DATA RECORDS start

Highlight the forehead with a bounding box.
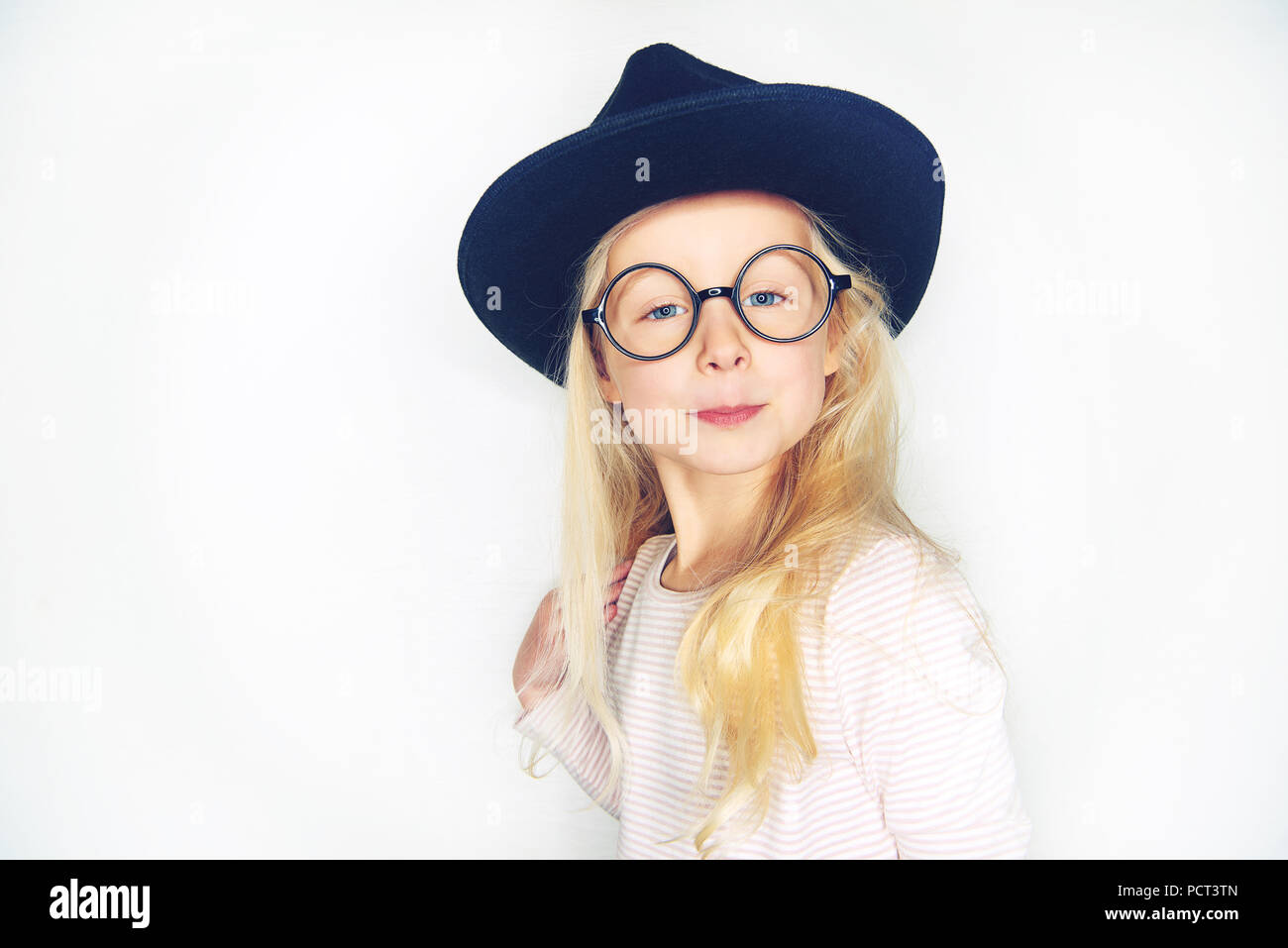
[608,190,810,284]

DATA RECORDS end
DATA RECORDS start

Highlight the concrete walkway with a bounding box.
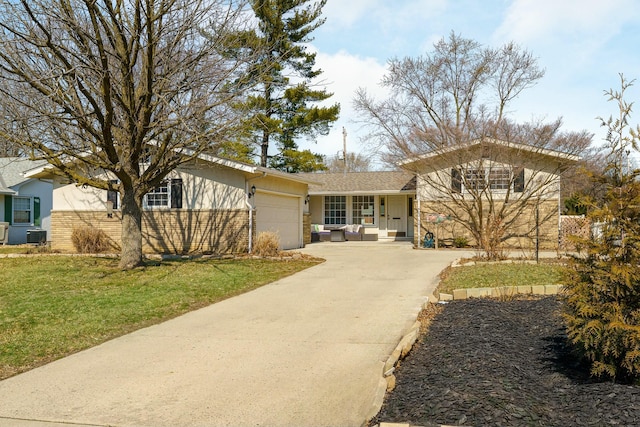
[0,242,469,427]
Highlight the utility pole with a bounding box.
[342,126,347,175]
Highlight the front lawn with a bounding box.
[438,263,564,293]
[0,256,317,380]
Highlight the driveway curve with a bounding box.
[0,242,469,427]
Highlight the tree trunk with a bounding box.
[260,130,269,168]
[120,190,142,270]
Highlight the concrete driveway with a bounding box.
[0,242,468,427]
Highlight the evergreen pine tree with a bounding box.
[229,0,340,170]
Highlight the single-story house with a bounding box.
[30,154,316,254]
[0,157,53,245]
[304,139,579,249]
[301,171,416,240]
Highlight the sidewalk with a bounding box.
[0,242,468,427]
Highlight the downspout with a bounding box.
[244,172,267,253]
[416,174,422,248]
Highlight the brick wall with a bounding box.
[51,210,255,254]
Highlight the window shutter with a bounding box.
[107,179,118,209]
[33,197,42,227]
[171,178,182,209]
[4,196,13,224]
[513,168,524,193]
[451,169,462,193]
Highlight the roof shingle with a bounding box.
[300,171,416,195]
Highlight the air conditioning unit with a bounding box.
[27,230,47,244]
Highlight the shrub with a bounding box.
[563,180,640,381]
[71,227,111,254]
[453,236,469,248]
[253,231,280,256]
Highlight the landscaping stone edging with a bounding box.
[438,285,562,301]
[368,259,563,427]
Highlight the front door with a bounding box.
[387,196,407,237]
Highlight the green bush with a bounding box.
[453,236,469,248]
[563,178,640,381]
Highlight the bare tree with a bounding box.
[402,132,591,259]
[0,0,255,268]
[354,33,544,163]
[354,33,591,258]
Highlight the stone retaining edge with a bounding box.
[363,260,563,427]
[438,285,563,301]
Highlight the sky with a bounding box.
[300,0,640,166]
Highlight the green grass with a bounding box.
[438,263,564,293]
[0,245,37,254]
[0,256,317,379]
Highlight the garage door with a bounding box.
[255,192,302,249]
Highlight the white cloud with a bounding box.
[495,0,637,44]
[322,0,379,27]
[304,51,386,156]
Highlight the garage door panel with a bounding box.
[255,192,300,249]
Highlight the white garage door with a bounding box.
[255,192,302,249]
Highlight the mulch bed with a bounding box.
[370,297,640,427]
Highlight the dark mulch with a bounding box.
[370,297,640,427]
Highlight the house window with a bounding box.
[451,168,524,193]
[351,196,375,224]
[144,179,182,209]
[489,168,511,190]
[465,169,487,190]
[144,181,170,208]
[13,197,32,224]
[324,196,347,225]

DATA RECORDS end

* **WHAT YOU NEED TO DO**: Copy out every line above that contains the word "garage". Case counts, so a line matches only if its capitals and lowercase letters are the same.

* **ANSWER IN FULL**:
Highlight the garage door with a bounding box.
Highlight the garage door panel with a bounding box.
Highlight the white garage door with a bounding box.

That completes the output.